Start of Excerpt to read

Solved

PHP Read CSV File AND Allow For Line Either Mac or Windows Line Breaks

Posted on 2014-10-03
23
1,787 Views
Last Modified: 2014-10-04
Using the code from PHP.NET to read a csv file, I can make this work when using excel for Mac and Saving as Windows Comma CSV.  When just selecting CSV, the line breaks are not detected correctly.

 http://php.net/manual/en/function.fgetcsv.php
<?php
$row = 1;
if (($handle = fopen("test.csv", "r")) !== FALSE) {
    while (($data = fgetcsv($handle, 1000, ",")) !== FALSE) {
        $num = count($data);
        echo "<p> $num fields in line $row: <br /></p>\n";
        $row++;
        for ($c=0; $c < $num; $c++) {
            echo $data[$c] . "<br />\n";
        }
    }
    fclose($handle);
}
?>

Open in new window


In the fopen manual page http://php.net/manual/en/function.fopen.php it talks about using the b or t flags, but I don't see anything on that page about what these are.  Is this a hidden thing for PHP or am I looking in the wrong place.

My goal is to be able to allow somebody to just upload a csv file (to my windows server) and not make the user try and figure out if they are saving as mac csv or windows csv.  Is there some way I can detect this or will the b or t flags just make this work for any file?
0
Comment
Question by:Scott Fell,  EE MVE
  • 7
  • 6
  • 5
  • +1
23 Comments
 
LVL 109

Expert Comment

by:Ray Paseur
ID: 40360435
It's there, just further down the page in the descriptions.  You want the \b flag in almost all cases.  Basically this is the situation.  There are three kinds of line endings.  Quoth the man page:

"Different operating system families have different line-ending conventions. When you write a text file and want to insert a line break, you need to use the correct line-ending character(s) for your operating system. Unix based systems use \n as the line ending character, Windows based systems use \r\n as the line ending characters and Macintosh based systems use \r as the line ending character."

The \t flag tells PHP to translate \n to \r\n but this carries the (small) risk that your data will be munged.  It seems to me that you could use PHP str_replace() like this.

$str = str_replace("\r", "\r\n", $str);
$str = str_replace("\r\n\n", PHP_EOL, $str);

My thinking is that if you get Mac with \r the first str_replace() will give you \r\n.  And if you get PC with \r\n, the first str_replace() will give you \r\n\n and the second will give you the standard PHP end-of-line character.  You might also try to read the file once line-by-line with fgets() and use rtrim() to remove the end-of--line characters, then write each line back into the server file system.
0
 
LVL 54

Expert Comment

by:Julian Hansen
ID: 40360505
Given PHP is C based the b and t I would imagine are borrowed from the C language. They are flags to indicate whether the file should be opened as a binary file (no translation) or a text file (translate as discussed above)

Having said that I put some code together to try and replicate the problem. First the code to create the file.

End of Excerpt to read

Exercise task 1 =>
Locate every line in the entries that contains the word "green", and copy each of those lines.
The forum thread and the entries are unrelated material.

Start of Raw records

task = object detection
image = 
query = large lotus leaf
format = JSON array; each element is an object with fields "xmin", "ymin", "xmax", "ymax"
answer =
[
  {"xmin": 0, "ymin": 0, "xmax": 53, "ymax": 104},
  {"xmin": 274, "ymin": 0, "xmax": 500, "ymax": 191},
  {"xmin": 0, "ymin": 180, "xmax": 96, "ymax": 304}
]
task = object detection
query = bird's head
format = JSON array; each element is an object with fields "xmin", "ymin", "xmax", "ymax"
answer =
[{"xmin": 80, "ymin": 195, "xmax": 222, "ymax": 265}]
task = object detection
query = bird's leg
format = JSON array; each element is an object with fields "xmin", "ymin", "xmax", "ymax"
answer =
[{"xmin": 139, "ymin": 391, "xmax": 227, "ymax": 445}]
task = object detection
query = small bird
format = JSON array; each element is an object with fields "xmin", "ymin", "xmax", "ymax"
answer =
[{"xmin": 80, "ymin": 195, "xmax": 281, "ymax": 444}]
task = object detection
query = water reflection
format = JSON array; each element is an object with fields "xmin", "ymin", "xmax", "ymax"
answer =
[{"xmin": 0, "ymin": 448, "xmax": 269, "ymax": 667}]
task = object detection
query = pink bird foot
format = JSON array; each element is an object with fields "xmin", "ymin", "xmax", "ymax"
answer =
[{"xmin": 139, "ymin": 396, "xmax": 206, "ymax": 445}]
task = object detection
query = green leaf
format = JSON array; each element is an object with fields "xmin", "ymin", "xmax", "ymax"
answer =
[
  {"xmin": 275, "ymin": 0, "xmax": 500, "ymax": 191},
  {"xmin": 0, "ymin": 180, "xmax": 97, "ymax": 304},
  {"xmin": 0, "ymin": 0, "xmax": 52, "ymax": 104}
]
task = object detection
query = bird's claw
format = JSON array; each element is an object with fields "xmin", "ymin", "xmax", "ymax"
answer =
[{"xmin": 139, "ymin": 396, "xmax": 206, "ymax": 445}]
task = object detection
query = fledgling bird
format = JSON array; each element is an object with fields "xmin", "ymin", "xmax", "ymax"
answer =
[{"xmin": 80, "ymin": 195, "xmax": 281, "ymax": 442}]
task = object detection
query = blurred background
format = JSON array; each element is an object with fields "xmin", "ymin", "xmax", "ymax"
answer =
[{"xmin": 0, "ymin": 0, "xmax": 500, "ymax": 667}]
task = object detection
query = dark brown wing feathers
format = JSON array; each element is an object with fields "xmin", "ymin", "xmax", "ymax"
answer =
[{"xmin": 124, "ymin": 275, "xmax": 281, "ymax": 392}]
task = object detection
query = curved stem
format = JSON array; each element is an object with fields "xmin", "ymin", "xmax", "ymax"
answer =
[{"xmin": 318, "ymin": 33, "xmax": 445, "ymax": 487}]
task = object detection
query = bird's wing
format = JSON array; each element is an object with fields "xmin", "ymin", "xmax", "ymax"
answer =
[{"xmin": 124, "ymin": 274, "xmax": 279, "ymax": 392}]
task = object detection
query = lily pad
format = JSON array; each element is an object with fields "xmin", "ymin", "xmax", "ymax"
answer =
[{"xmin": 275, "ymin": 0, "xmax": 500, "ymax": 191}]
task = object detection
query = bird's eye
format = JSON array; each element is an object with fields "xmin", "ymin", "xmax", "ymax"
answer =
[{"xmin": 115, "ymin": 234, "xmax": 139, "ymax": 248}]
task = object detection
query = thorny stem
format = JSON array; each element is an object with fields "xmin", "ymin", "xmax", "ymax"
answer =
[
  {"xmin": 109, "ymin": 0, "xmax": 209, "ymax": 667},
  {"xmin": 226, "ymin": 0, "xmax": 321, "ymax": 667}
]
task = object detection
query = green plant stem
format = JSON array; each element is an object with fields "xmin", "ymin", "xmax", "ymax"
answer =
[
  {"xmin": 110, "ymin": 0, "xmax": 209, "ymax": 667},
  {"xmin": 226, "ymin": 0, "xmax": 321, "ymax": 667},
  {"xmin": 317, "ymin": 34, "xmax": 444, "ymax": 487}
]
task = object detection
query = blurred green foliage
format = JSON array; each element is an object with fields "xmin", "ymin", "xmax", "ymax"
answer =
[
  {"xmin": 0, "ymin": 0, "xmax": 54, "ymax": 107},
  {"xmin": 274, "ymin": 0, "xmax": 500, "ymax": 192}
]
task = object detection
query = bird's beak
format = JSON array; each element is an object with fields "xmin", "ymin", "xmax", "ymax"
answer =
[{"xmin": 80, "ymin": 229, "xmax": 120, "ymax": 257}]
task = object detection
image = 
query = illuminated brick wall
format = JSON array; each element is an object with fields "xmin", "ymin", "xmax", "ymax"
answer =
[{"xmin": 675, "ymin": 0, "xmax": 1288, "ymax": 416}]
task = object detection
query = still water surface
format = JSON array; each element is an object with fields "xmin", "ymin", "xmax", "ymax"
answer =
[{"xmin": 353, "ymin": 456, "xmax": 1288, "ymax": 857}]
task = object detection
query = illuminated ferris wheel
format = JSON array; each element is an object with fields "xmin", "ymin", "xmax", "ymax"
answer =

End of Raw records

Exercise task 2 =>
Answer these questions from the forum thread:
(a) According to the passage quoted from the man page, which line-ending character do Macintosh based systems use?
(b) What file name does the code from PHP.NET pass to fopen()?
(c) According to Julian Hansen, how should a file opened with the b flag be treated?

Exercise output 1 =>
query = green leaf
query = green plant stem
query = blurred green foliage

Exercise output 2 =>
(a) \r
(b) test.csv
(c) As a binary file, with no translation.